### TEXT FOR ANALYSIS

»»

Vetting Guide
Vetting Procedure
Understanding the Listing & Tier Classification Framework of the Trauma Directory
What You Will Find Inside
The Trauma Directory was created to make trauma care safer and more transparent.
Our vetting process protects both therapy seekers and therapists by confirming verified training, supervision and ethical practice so people can choose with confidence.
Across the world, the term “trauma-informed” is used inconsistently. Our framework sets clear, evidence-based standards that give clients reassurance and offer therapists recognition for verified trauma competence.
The Application Process
The Vetting Process
Professional Licence
Therapists must provide a current registry link, a good-standing letter (≤12 months) or a valid licence, confirming active status with no suspensions or restrictions.
Professional Membership
Active membership with a recognised professional body is required for all. Advanced/Specialist tiers may need extra trauma-related credentials.
Trauma-Specific Training
Certificates must include the training provider, modality, dates and hours. Requirements vary depending on the therapist’s tier placement.
Clinical Experience
Therapists self-attest to caseload, supervision, and clinical experience, which we review against our tier structure. Supervisor confirmation may be requested for clarification.
Additional Checks
When further verification is required:
Two professional references
A proficiency evaluation interview
Upcoming Planned Checks:
Professional indemnity insurance verification
Criminal background check
The Tier Structure
What do the Tier badges mean?
1) Trauma-specific training
A. ~12–24+ hours of trauma-related education (theoretical and applied). Focus on nervous-system regulation, safety, and psychoeducation.
B. 50–99 hours of trauma-specific education, including one structured depth modality (e.g., EMDR, IFS, Somatic Experiencing, Sensorimotor Psychotherapy).
C. 100+ hours of advanced trauma-specific education across multiple modalities (e.g., EMDR, IFS, SE, Schema Therapy, NARM, Ego State, or Structural Dissociation training).
2) Experience & Caseload
A. Early-career clinicians (1–2 years) with a general caseload. Occasionally work with trauma clients and refer on when complexity exceeds scope.
B. 2-4 years of regular trauma-focused work; trauma forms a significant part of their caseload.
C. 5+ years of clinical work with a predominantly trauma caseload, including CPTSD, dissociative, and developmental trauma presentations.
3) Methods
A. Uses psychoeducation, grounding, stabilisation, and safety tools. Supports clients with trauma impact awareness but avoids reprocessing work.
B. Routinely integrates one trauma modality across diverse presentations. Uses stabilisation, memory reprocessing, and relational repair techniques.

««

### CHECK YOUR UNDERSTANDING
a) Name every numbered criterion listed under "The Tier Structure" in the vetting guide.
b) Copy everything from "Professional Membership" down to "extra trauma-related credentials." in the vetting guide, changing "professional body" to "professional association".

### RECORDS SHOWN
»»

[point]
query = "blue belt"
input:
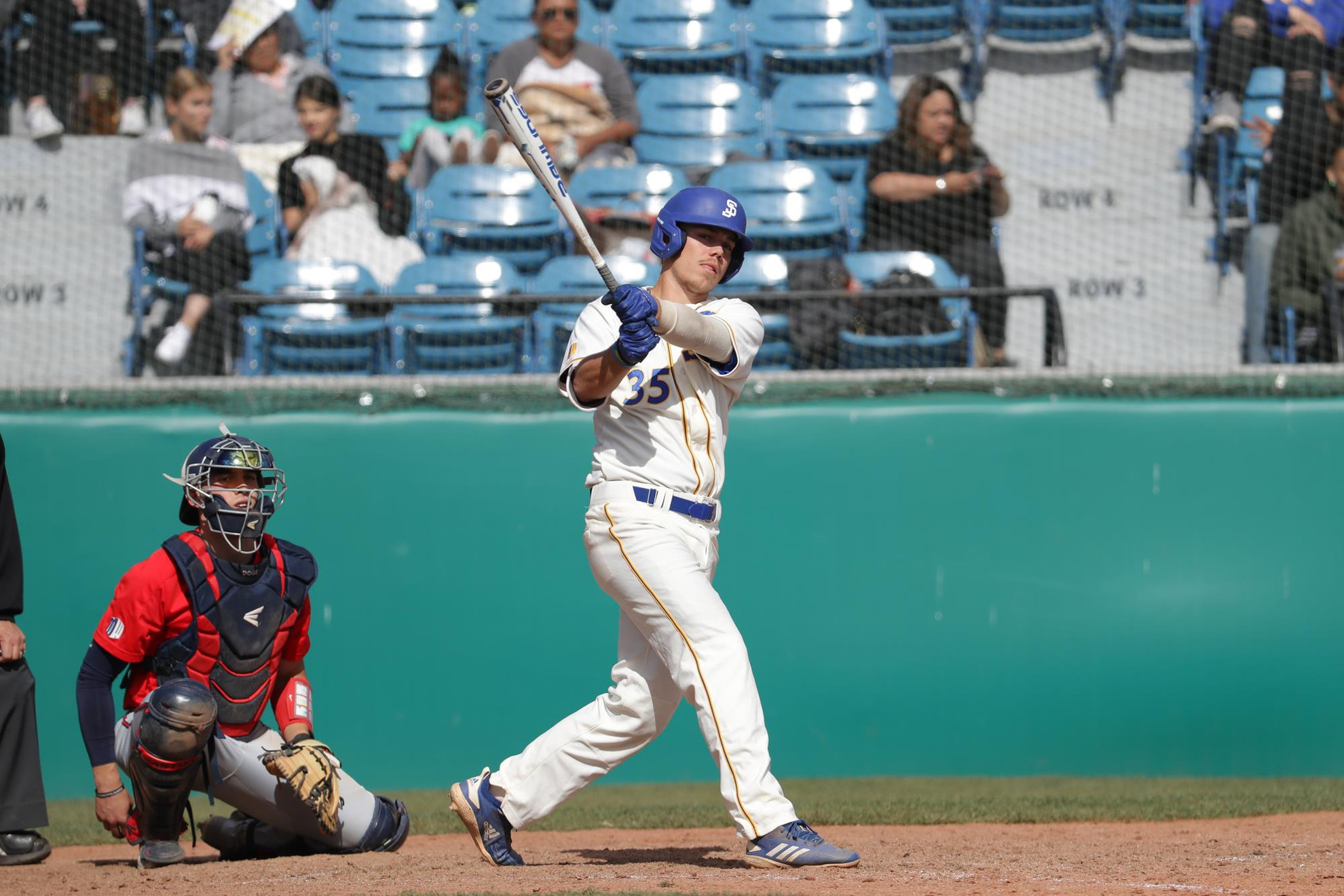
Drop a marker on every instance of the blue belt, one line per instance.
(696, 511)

««
»»

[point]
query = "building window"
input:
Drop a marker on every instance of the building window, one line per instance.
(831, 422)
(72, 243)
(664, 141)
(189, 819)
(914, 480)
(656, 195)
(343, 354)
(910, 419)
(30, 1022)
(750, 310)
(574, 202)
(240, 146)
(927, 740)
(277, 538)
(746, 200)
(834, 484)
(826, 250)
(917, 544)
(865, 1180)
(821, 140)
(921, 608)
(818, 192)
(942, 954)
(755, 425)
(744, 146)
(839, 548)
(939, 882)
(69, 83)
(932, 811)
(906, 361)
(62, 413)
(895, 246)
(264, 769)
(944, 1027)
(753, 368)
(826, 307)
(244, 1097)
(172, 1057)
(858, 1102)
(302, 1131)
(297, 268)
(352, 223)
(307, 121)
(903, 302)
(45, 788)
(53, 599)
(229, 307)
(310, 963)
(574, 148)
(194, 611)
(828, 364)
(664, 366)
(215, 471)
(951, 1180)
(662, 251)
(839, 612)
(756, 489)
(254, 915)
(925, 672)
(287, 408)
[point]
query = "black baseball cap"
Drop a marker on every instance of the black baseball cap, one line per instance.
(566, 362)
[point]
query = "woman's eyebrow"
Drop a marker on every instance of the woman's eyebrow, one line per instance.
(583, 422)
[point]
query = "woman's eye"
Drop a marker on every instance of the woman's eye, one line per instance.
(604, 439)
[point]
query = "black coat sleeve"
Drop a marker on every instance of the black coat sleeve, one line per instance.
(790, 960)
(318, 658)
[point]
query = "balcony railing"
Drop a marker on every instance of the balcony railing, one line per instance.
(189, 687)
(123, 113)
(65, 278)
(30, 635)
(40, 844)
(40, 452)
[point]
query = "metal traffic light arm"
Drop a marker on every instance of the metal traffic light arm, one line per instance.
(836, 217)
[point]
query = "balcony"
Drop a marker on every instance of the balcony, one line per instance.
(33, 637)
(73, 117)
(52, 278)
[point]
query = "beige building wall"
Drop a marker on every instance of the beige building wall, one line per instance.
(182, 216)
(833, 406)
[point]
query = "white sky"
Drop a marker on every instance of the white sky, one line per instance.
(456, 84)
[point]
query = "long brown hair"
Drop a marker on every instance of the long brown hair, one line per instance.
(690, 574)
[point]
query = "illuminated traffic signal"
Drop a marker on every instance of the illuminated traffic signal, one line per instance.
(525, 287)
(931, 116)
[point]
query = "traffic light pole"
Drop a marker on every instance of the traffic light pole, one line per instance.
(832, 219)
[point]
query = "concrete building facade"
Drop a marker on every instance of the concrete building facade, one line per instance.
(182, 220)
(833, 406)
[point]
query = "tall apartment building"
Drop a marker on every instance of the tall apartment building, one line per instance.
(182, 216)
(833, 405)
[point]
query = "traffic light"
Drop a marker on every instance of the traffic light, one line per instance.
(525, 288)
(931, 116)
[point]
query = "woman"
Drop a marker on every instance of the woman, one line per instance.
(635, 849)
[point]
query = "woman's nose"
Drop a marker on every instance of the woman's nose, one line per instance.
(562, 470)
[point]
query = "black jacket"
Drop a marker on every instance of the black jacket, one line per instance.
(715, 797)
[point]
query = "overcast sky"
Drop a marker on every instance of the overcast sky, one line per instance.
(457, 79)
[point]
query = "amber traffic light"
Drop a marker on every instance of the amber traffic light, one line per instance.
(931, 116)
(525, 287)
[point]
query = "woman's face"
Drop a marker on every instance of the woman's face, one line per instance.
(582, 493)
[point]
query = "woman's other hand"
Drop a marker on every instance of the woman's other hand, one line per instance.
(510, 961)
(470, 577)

««
»»

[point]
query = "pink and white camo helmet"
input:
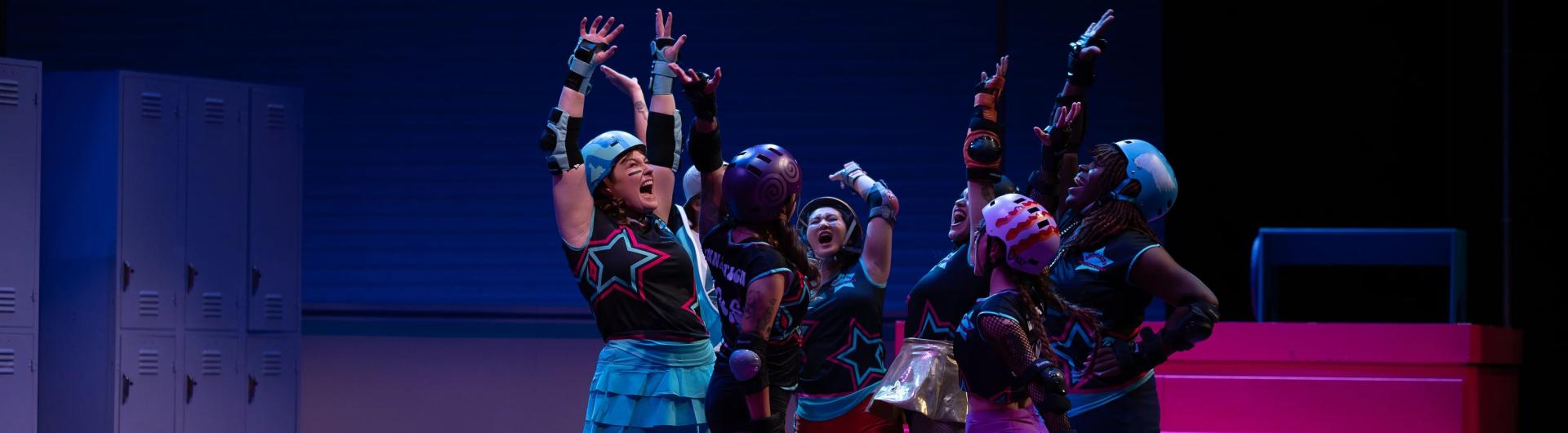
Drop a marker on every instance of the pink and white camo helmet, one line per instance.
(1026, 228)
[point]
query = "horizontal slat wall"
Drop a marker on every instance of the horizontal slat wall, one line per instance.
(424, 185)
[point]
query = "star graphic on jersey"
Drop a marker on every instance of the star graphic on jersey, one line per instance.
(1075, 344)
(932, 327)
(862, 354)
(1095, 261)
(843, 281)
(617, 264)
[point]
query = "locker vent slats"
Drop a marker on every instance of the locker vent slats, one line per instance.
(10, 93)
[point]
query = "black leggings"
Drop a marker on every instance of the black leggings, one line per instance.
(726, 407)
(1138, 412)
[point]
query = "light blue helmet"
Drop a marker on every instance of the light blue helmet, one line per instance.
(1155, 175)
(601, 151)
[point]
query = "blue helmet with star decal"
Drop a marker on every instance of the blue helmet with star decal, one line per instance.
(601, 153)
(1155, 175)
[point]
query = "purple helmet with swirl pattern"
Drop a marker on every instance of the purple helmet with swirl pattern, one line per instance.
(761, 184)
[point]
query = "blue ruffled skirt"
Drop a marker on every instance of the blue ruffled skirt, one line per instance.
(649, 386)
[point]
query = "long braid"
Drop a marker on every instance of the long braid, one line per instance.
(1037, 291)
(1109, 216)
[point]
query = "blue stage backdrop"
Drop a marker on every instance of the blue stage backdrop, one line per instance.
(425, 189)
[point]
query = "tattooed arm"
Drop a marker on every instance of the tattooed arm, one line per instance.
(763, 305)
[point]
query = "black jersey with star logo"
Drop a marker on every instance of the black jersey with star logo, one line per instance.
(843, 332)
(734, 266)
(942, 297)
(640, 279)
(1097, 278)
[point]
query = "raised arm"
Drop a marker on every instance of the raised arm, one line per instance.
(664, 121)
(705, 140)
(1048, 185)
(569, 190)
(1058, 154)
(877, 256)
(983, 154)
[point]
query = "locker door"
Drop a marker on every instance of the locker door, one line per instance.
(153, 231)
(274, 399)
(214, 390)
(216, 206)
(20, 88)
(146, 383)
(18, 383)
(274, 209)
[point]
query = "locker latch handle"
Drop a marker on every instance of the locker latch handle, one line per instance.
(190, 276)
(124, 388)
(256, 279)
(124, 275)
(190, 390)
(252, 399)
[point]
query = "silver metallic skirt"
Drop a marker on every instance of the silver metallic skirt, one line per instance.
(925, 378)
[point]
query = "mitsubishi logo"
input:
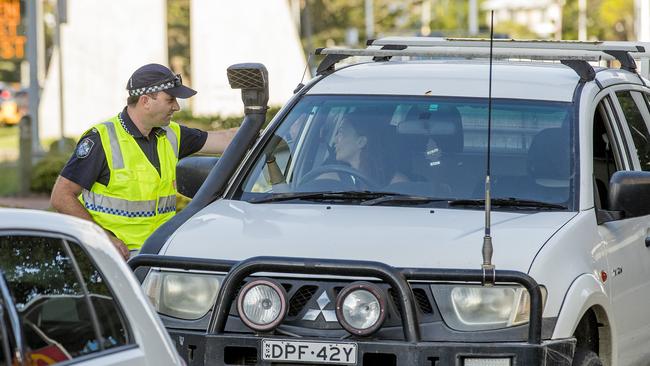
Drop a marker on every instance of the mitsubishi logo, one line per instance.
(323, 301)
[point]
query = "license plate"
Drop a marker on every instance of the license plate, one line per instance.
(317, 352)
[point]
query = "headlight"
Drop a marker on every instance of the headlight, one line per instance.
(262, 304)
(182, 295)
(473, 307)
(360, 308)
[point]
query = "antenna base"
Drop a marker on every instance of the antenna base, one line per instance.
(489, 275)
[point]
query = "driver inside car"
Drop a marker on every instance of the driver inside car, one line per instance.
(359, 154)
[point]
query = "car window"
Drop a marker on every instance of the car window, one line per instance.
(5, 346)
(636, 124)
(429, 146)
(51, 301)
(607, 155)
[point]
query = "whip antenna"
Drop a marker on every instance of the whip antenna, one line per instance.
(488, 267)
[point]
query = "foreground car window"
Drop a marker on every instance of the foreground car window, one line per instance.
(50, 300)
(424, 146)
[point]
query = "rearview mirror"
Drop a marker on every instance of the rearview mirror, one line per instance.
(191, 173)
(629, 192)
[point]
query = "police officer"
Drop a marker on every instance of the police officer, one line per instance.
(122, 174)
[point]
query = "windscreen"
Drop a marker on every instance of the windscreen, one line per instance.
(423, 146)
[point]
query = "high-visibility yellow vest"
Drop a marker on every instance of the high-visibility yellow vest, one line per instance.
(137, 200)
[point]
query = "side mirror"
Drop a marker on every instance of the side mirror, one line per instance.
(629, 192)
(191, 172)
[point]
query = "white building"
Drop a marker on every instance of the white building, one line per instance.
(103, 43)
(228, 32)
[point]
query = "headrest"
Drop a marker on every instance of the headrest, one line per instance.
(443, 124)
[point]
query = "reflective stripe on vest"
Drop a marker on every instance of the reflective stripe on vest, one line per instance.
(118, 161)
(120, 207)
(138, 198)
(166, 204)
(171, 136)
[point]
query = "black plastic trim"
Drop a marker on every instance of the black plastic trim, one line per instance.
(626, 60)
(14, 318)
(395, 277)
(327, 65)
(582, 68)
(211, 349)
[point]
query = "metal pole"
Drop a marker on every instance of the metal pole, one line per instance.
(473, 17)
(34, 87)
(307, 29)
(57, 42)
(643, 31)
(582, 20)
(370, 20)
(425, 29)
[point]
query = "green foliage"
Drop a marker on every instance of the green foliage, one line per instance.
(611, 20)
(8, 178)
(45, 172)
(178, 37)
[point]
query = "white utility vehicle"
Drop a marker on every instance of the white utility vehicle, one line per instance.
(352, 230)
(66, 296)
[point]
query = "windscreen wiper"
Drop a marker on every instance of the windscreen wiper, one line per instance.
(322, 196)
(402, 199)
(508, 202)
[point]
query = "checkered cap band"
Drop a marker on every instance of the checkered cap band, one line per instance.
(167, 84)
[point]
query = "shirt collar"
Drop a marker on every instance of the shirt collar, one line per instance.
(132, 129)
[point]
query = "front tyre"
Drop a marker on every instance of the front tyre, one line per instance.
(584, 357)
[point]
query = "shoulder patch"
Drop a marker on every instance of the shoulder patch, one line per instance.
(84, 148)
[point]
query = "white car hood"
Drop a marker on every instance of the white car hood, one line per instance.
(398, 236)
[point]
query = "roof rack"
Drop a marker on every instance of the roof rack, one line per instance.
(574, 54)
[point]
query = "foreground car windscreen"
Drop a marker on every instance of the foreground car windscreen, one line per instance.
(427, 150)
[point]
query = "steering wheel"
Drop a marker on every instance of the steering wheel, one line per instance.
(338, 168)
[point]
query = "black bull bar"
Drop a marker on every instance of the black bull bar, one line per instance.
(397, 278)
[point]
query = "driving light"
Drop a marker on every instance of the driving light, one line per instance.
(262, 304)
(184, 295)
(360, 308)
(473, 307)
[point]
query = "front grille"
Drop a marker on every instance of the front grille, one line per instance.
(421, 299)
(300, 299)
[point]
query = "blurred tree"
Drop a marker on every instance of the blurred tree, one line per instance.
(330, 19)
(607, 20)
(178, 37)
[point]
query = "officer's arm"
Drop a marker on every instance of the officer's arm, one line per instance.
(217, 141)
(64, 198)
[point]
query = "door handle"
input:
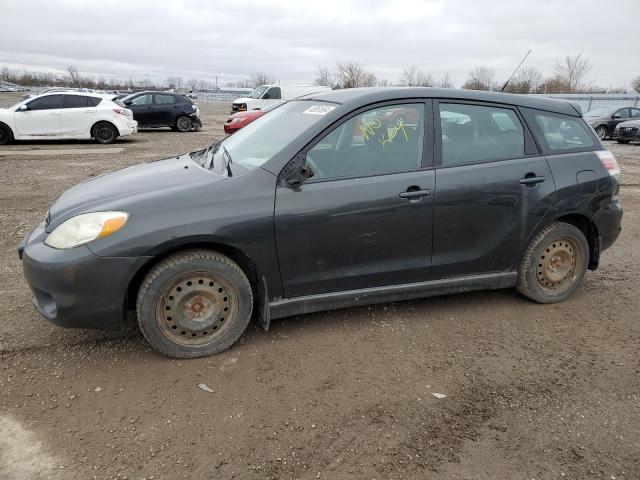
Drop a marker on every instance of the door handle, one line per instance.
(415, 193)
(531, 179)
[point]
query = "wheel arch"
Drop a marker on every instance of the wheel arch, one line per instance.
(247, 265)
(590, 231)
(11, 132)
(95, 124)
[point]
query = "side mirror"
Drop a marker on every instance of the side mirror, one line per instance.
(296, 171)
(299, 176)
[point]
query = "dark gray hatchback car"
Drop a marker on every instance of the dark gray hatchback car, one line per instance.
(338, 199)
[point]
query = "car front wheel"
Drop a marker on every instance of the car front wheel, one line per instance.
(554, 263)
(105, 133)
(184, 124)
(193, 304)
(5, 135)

««

### EXPECTED RESULTS
a)
1) Trauma-specific training
2) Experience & Caseload
3) Methods

b)
Professional Membership
Active membership with a recognised professional association is required for all. Advanced/Specialist tiers may need extra trauma-related credentials.